CHALLENGE A: Using the basketball shot-timing excerpt, decide whether each statement agrees with it, and answer yes or no while quoting the words that settle it. (i) The author set adjust to 0.5, which is half the default bandwidth. (ii) Before the 2009 playoffs, the play-by-play shows fractional seconds. (iii) The shot events count shooting fouls drawn.
CHALLENGE B: Transcribe everything in the basketball shot-timing excerpt from "One thing to" down to "for some shots.".

Thanks to a tip from @revodavid, I used R’s density() function to perform kernel density estimation on the data. I’m certainly no expert with this stuff, but for some reason setting adjust to 0.5 (half the default bandwidth) garnered results more to what I was expecting. I don’t want to get too crazy altering the default results, though, as the idea isn’t to follow every little bump in the data, but rather to intelligently smooth the data to provide a good approximation. This isn’t life or death stuff here, so I figure it will be good enough for now.

One thing to point out with the data is that the times aren’t perfectly measured. Time is continuous in nature, yet (prior to the 2009 playoffs, at least) we never see fractional seconds in the play-by-play. The way the data is collected is also inexact. The shot events below show events that last past 24 seconds. Aside from actual errors in the time stamp on each play-by-play event, the shot event time isn’t actually recorded when the shot is taken. Thus we expect to run off more than 24 seconds for some shots.

Time to Shot Events

To illustrate how long events take to occur, I’ve decided to show the estimated probability distributions for the time to shot events. These shot events include all 2pt and 3pt makes, misses, and shooting fouls drawn.

ENTRIES:

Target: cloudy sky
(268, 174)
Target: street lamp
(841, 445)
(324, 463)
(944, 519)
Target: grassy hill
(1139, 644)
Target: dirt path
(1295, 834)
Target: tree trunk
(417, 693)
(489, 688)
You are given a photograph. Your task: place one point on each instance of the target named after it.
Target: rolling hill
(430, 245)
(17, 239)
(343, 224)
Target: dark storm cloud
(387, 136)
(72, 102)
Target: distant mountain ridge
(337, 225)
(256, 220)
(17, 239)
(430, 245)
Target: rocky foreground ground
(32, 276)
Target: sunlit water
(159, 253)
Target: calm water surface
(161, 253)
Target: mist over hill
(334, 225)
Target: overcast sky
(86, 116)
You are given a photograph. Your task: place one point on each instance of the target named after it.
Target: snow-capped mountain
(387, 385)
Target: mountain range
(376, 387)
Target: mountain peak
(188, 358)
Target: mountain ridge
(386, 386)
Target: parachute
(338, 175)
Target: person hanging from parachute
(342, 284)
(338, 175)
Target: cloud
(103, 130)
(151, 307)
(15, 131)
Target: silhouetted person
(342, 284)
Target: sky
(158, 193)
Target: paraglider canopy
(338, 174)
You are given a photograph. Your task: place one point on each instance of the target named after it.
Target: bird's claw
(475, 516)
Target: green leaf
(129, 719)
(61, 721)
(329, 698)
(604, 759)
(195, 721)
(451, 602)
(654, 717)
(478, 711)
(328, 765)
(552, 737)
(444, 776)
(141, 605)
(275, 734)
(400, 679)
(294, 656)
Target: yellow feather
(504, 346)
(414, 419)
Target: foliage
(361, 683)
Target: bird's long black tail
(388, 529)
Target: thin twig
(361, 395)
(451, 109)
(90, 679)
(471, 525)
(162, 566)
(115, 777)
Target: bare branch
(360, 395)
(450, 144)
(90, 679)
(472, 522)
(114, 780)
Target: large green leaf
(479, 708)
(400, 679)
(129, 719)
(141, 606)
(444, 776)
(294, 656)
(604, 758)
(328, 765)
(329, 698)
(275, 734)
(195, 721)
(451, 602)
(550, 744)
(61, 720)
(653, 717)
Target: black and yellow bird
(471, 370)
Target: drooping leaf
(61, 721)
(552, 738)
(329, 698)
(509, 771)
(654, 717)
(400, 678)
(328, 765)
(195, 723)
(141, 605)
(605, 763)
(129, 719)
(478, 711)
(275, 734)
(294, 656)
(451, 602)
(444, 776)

CORRECT OUTPUT A:
(i) Yes: "setting adjust to 0.5 (half the default bandwidth)"
(ii) No: "(prior to the 2009 playoffs, at least) we never see fractional seconds in the play-by-play"
(iii) Yes: "These shot events include all 2pt and 3pt makes, misses, and shooting fouls drawn"

CORRECT OUTPUT B:
One thing to point out with the data is that the times aren’t perfectly measured. Time is continuous in nature, yet (prior to the 2009 playoffs, at least) we never see fractional seconds in the play-by-play. The way the data is collected is also inexact. The shot events below show events that last past 24 seconds. Aside from actual errors in the time stamp on each play-by-play event, the shot event time isn’t actually recorded when the shot is taken. Thus we expect to run off more than 24 seconds for some shots.